***** Bagian Teks

Labels

Tuesday 8 November 2011

Sukari, Selamat Jalan...

(Tulisan ini dimuat di Majalah Arti, 2010)

 
Teks Wayan Sunarta, Foto Dokumentasi Made Budhiana


(Made Budhiana dan Nyoman Sukari)
Suatu malam, di bulan Agustus 2007, usai acara pembacaan puisi di Festival Kesenian Yogyakarta XIX, seorang lelaki menyapa saya, “Yan, bawa arak?” Lelaki itu bertubuh pendek, namun gempal. Rambut gondrong sebahu, kumis dan jenggotnya sangat lebat, terkesan sangar. Namun, dia memamerkan senyum penuh persahabatan. Dia adalah Nyoman Sukari, pelukis yang cukup diperhitungkan dalam jagad seni rupa Indonesia.

Saya tak menyangka Sukari hadir dalam acara pembacaan puisi "Tongue in Your Ear" yang digelar di Sasono Hinggil, Alun-alun Kidul itu. Kebetulan saya membawa sebotol arak Bali. Dia langsung meraih arak yang saya sodorkan dan menenggaknya dengan nikmat. “Baca puisimu bagus tadi,” pujinya sambil merangkul pundak saya. Secara bergantian kami meneguk arak dari satu botol. Kami hanyut dalam obrolan-obrolan ringan. Itulah perjumpaan terakhir saya dengan Sukari.

Sebelum dipindahkan ke RSU Sanglah, Denpasar, lebih dari sebulan Sukari tergolek tak berdaya di sebuah rumah sakit di Yogyakarta. Kondisi kesehatannya terus menurun. Pada tanggal 18 April 2010, kawan-kawannya di Komunitas Seni Rupa Lempuyang Karangasem, sempat mendoakan kesembuhannya di Pura Lempuyang Luhur di puncak Gunung Lempuyang, Karangasem. Manusia hanya mampu berdoa dan berharap, namun jalan hidup telah diatur oleh Hyang Widhi.

Rabu, 12 Mei 2010, tepat pada saat Hari Raya Galungan, hari suci umat Hindu, Sukari menghembuskan nafas terakhirnya di RSU Sanglah. Dia meninggal karena penyakit lever dan paru-paru yang dideritanya sejak lama. Tanggal 24 Mei, jenazah Sukari dibawa pulang ke tanah kelahirannya di Ngis, Karangasem, dekat objek wisata pantai Candi Dasa. Tanggal 25 Mei, Sukari dikremasi (mekingsan di geni) secara adat Bali. Kawan-kawan perupa mengantar kepergiannya dengan melukis bersama di areal kuburan. Beberapa lukisan ikut dikremasi, menemani perjalanan Sukari menuju Sang Pencipta. Sementara itu, upacara Pitra Yadnya (Ngaben) Sukari digelar pada tanggal 2 November 2011 di kampung halamannya.

(Sukari lagi bersantai di studio Budhiana)

**********
***** Daftar Data

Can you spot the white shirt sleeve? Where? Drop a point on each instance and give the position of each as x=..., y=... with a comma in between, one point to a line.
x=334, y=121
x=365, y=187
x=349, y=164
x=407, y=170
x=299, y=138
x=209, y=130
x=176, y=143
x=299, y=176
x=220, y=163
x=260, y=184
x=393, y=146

**********

_Daftar Tugas:_
1 > Menurut tulisan kenangan tentang Nyoman Sukari di atas, di rumah sakit mana Sukari menghembuskan napas terakhirnya?
2 > Tampilkan secara persis bagian tulisan tentang Nyoman Sukari di atas, dimulai dari "(Tulisan ini dimuat" dan diakhiri dengan "seni rupa Indonesia.".

_Jawaban Tiap Tugas:_
1 > Di RSU Sanglah, Denpasar.

2 >
(Tulisan ini dimuat di Majalah Arti, 2010)

 
Teks Wayan Sunarta, Foto Dokumentasi Made Budhiana


(Made Budhiana dan Nyoman Sukari)
Suatu malam, di bulan Agustus 2007, usai acara pembacaan puisi di Festival Kesenian Yogyakarta XIX, seorang lelaki menyapa saya, “Yan, bawa arak?” Lelaki itu bertubuh pendek, namun gempal. Rambut gondrong sebahu, kumis dan jenggotnya sangat lebat, terkesan sangar. Namun, dia memamerkan senyum penuh persahabatan. Dia adalah Nyoman Sukari, pelukis yang cukup diperhitungkan dalam jagad seni rupa Indonesia.